**Document section:**
— begin —

We are back in class after the extra long Easter weekend and since last weeks class I’ve had the opportunity to practice a few of the elements we’ve learnt to date in “Basic Methods of Cooking” including, Tandoori Chicken, sautéed potatoes and braised red cabbage, as well as the Crumbed Sole fillets with tartare sauce from Lesson 3. I was remiss in not taking photos along the way, but when family and friends are around it’s more about getting the food hot to the table than snapping a quick pic for the blog or Instagram! I am pleased to report that I am learning, that is… a few mistakes along the way has made for good learning. For example, it is important to use waxy potatoes for sautéing as they hold their shape much better when pre-boiled. I also had a bonus lesson over Instagram from my talented friend & Chef Sarah, one of the fabulous pastry chefs at Ryde TAFE. If you are in Sydney and enjoy cake decorating and making pastry, her classes never disappoint. The crosses on her hot cross buns looked much better than mine, how do you think I felt when told her clever 9 year old piped them 😳. Sarah advised that for hers they used a 5mm nozzle and when I moved to that size (from 4mm) on the third and last batch, the results were much better!
Todays dishes were straight forward enough but required a lot of preparation, using some of the techniques we have learned so far. Lot’s of chopping, mincing & blanching, plus we also started using a piping bag. The dishes were Penne Puttanesca, Pork Stir Fry with boiled rice & Profiteroles with Chocolate Ganache….. some were more successful than others as you’ll see below.
My cooking buddy Bellinda and I took the divide and concur approach to some of the chopping and a few of the other tasks. I made the ganache whilst Bellinda cut the capsicum, peeled the carrots and top and tailed the beans. Speaking of beans, Chef introduced me to a nifty little gadget to slice the beans, a French style bean slicer, readily available in kitchen shops, which made light work of the slicing of the beans…and yes I bought one on the way home.
Pork loin fillet trimmed and sliced into strips, we moved onto pre-cooking the pasta and then cracking on with the choux pastry for the profiteroles. All was going pretty well, my panada (the heated mixture of water, butter, salt and flour) looked good and was coming away from the bottom of the pan as required. I took it off the heat and allowed it to reach the right temperature (40 – 50 C) before adding the eggs one at a time, so as they didn’t scramble. It was a promising smooth and silky semi set paste and I was looking forward to nice profiteroles (ha!). My downfall was my piping ( is there a theme here?). I should have piped them with more height which would have meant more volume….they were simply too small. If that wasn’t enough I also made the silly mistake of dipping the finished profiteroles in the ganache rather than the tempered chocolate …. the finished product was all a bit of a mess 😱 My plan is to make another batch and include a photo in a later post so as to redeem myself, but rather than ganache I will fill them with pastry cream as a contrast to the chocolate coating.

— end —

**Data:**

— begin —

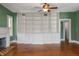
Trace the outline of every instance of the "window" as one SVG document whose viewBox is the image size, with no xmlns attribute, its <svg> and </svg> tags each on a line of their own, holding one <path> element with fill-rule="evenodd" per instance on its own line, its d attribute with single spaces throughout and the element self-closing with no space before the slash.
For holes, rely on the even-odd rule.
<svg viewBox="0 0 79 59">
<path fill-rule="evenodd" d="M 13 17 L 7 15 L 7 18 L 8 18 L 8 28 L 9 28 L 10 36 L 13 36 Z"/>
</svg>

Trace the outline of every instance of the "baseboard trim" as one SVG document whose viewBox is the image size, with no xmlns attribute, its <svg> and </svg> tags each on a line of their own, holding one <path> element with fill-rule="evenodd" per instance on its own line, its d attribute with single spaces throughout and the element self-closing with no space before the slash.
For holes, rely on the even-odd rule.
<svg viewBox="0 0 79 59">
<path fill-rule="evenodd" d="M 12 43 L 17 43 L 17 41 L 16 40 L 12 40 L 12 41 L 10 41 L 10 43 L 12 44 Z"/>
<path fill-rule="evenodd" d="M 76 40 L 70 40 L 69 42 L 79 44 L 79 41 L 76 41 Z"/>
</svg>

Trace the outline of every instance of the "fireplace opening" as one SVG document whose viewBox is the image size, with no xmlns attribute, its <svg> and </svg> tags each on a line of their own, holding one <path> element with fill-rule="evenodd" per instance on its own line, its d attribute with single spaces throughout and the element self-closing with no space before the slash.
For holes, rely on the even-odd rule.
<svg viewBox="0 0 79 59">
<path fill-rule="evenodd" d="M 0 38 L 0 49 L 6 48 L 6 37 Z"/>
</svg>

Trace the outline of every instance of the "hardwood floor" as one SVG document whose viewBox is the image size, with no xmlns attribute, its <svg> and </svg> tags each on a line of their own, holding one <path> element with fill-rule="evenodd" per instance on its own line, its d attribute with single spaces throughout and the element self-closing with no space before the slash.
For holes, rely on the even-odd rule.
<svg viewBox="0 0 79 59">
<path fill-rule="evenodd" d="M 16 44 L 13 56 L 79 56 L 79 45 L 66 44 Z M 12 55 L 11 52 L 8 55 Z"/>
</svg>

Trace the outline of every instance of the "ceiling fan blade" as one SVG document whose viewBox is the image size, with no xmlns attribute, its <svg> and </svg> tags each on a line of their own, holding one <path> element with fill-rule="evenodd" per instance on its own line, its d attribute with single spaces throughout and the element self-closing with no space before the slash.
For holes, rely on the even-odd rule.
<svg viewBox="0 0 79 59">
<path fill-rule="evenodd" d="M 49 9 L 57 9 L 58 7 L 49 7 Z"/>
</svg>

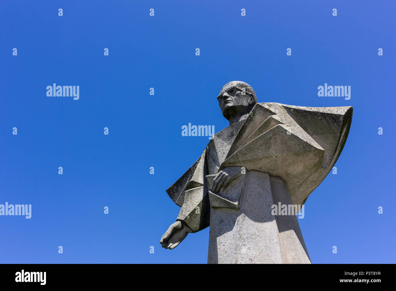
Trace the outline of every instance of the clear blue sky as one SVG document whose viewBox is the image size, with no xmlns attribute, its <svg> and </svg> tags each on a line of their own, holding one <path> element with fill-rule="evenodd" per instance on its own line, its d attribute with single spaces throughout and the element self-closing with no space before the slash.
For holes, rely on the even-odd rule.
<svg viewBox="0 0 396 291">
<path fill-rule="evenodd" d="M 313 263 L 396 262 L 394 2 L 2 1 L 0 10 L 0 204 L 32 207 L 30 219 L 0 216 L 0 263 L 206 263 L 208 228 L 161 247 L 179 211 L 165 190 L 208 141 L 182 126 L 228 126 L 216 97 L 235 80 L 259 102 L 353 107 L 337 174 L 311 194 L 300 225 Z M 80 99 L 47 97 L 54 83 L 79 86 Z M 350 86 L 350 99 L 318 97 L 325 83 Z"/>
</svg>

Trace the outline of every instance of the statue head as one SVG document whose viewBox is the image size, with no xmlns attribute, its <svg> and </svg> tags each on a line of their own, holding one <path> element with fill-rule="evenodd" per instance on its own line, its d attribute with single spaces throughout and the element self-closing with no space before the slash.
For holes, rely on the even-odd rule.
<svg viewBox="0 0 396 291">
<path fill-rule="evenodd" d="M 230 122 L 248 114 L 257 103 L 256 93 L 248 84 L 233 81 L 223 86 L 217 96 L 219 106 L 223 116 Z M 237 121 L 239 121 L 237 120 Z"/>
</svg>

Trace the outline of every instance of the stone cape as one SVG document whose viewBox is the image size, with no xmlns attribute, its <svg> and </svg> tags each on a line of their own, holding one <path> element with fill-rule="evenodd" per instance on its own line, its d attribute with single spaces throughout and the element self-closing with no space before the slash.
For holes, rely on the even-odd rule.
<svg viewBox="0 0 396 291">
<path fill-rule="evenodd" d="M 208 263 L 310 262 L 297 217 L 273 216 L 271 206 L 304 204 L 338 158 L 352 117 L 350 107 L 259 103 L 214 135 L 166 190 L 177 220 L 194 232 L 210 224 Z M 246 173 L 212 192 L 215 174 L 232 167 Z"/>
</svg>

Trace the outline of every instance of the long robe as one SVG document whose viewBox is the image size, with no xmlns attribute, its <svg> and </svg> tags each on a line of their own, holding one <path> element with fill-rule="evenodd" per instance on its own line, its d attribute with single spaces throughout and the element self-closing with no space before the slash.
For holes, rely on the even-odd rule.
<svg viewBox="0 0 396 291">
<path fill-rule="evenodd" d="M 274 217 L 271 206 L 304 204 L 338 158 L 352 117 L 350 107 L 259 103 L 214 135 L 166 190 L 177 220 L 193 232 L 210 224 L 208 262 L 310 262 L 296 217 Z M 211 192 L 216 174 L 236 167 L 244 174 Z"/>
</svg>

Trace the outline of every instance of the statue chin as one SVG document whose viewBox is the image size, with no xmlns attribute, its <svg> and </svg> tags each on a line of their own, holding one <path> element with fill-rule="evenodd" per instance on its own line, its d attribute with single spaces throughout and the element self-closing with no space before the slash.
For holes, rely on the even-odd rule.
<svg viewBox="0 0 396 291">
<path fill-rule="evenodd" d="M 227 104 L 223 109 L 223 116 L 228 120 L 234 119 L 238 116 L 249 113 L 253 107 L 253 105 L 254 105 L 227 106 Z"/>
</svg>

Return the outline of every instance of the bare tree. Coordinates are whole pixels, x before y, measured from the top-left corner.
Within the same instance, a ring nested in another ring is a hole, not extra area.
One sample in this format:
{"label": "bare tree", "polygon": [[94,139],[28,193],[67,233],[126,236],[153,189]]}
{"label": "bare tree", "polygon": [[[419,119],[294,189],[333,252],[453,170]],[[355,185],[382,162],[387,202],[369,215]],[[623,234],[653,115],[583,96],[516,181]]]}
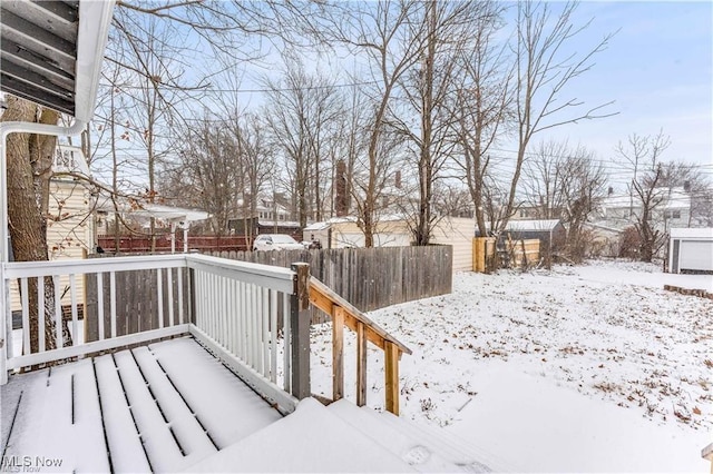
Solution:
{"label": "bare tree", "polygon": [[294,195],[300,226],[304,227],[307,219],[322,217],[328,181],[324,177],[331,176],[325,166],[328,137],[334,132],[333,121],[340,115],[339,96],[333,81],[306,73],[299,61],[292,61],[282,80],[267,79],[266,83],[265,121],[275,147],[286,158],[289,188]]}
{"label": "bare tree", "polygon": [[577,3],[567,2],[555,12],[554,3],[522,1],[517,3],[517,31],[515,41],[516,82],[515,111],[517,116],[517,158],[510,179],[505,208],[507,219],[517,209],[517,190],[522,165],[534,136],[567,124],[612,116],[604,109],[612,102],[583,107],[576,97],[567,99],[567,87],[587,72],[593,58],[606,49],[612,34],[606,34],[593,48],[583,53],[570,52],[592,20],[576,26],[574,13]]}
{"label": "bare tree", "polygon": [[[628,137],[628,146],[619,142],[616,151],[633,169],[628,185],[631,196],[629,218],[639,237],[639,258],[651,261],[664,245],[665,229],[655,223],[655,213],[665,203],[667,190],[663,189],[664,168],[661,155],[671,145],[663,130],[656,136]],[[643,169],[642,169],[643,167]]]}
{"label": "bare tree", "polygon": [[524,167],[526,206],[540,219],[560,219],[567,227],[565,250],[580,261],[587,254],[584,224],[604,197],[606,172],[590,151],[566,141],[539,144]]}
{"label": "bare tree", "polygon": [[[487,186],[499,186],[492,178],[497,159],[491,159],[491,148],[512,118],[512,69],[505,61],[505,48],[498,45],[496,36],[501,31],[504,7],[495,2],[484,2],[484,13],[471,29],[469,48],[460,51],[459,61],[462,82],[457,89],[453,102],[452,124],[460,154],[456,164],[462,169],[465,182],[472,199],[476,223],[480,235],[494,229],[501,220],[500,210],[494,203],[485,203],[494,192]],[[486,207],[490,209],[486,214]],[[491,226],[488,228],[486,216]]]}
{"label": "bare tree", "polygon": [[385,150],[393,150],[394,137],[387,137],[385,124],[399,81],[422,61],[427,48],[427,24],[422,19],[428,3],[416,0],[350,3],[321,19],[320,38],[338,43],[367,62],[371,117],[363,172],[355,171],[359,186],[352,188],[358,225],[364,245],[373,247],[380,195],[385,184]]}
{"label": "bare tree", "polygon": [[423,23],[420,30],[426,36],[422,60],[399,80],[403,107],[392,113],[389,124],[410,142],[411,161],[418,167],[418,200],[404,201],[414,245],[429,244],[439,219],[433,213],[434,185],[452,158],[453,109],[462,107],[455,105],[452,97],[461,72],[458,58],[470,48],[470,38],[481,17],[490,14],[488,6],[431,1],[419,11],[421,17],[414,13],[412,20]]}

— end —

**Work to do:**
- A) Answer these questions using the cooking class post:
(i) What nozzle size did Sarah recommend for piping the crosses on hot cross buns?
(ii) What gadget did Chef introduce for slicing the beans?
(iii) What temperature range did the panada reach before the eggs were added?
- B) Quote the cooking class post word for word, beginning at the words "My cooking buddy" and stopping after "the way home.".
- C) Continue the cooking class post, picking up after its final sentence.

**Responses to the exercise:**
- A)
(i) A 5mm nozzle.
(ii) A French style bean slicer.
(iii) 40 – 50 C.

- B)
My cooking buddy Bellinda and I took the divide and concur approach to some of the chopping and a few of the other tasks. I made the ganache whilst Bellinda cut the capsicum, peeled the carrots and top and tailed the beans. Speaking of beans, Chef introduced me to a nifty little gadget to slice the beans, a French style bean slicer, readily available in kitchen shops, which made light work of the slicing of the beans…and yes I bought one on the way home.

- C)
With all the preparation done we turned to cooking the Penne Puttanesca and the Pork Stir fry. Penne Puttanesca is a delicious and quick dish to make with ingredients usually at hand, typically tomatoes, olive oil, anchovies, olives, capers & garlic. We added chilli, parsley and torn basil to ours, finishing it off with thin strips of parmesan. There are varying stories of the origins of this pasta sauce, which I will leave you to explore, but it was was invented in Naples in mid 20C where many other wonderful foods have come, including pizza. The Pork stir fry also was quick, colourful and tasty. We watched Chef deftly create this dish in a few minutes, masterfully tossing the ingredients in the pan until just combined. Chef’s finished plate as always looked elegant and restrained…. we quickly exchanged a laugh over the man size portion of mine….😊
We are almost half way through this semester and I find myself at home in Kitchen 9. I am impressed with the classes, the skill and generosity of Chef Troy, the quality of the produce we are provided, and the overall organisation of the classes. I know this is where I am meant to be. The class is a happy one and I have made lovely connection with students less than half my age… this mature age student throughly recommends following your dreams where ever they may lead you.
Bon Appetit and happy cooking!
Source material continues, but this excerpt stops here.